▸ **ASSIGNED TASK**: If an entry holds a picture, leave the picture out and copy the rest of the listing exactly.

▸ **ENTRIES SUPPLIED**:
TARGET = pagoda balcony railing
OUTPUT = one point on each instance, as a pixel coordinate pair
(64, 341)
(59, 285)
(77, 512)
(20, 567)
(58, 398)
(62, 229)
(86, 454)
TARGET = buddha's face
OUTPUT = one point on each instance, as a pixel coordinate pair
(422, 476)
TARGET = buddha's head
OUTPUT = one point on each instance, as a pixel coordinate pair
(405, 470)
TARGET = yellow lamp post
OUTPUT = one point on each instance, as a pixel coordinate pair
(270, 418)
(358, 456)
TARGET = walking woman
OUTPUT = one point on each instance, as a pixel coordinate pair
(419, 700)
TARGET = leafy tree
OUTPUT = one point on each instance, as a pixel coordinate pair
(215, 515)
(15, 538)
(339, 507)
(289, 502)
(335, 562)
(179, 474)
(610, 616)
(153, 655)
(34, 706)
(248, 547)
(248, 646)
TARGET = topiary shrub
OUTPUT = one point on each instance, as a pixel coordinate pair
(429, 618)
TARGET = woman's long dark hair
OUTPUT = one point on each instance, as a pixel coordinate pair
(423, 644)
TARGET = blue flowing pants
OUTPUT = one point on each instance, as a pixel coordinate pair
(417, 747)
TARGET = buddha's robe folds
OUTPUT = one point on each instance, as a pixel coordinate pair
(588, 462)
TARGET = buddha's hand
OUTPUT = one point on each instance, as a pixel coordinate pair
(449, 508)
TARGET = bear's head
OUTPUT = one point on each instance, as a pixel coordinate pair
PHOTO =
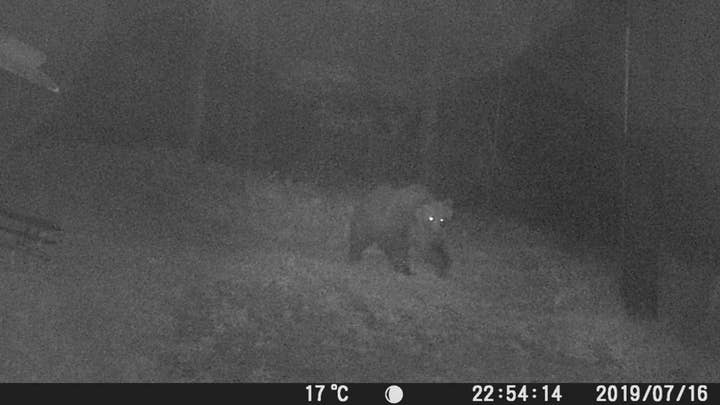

▸ **PROBLEM SOLUTION**:
TARGET = pagoda balcony railing
OUTPUT = one point on each instance, as a pixel coordinate pair
(64, 341)
(59, 285)
(77, 512)
(20, 567)
(58, 398)
(62, 229)
(86, 454)
TARGET = buddha's face
OUTPUT = one point on each instance, as a pixel coordinate pair
(422, 476)
TARGET = buddha's head
OUTPUT = one point on each instance, as a pixel coordinate pair
(405, 470)
TARGET = yellow lamp post
OUTPUT = one point on each instance, as a pixel coordinate pair
(270, 418)
(358, 456)
TARGET = walking woman
OUTPUT = one point on each instance, as a pixel coordinate pair
(419, 700)
TARGET = leafy tree
OUTPUT = one point on each instance, as a pixel coordinate pair
(215, 515)
(15, 538)
(339, 507)
(289, 502)
(335, 562)
(179, 474)
(610, 616)
(153, 655)
(34, 706)
(248, 547)
(248, 646)
TARGET = topiary shrub
OUTPUT = one point on each instance, as a pixel coordinate pair
(429, 618)
TARGET = woman's long dark hair
OUTPUT = one point on each instance, as a pixel coordinate pair
(423, 644)
TARGET = blue flowing pants
OUTPUT = one point on each instance, as a pixel coordinate pair
(417, 747)
TARGET = buddha's robe folds
OUTPUT = one point on each instance, as a pixel coordinate pair
(588, 462)
TARGET = buddha's hand
OUTPUT = one point on each instance, as a pixel coordinate pair
(449, 508)
TARGET = bear's head
OUTPUT = one point on each instance, as a pixel coordinate pair
PHOTO =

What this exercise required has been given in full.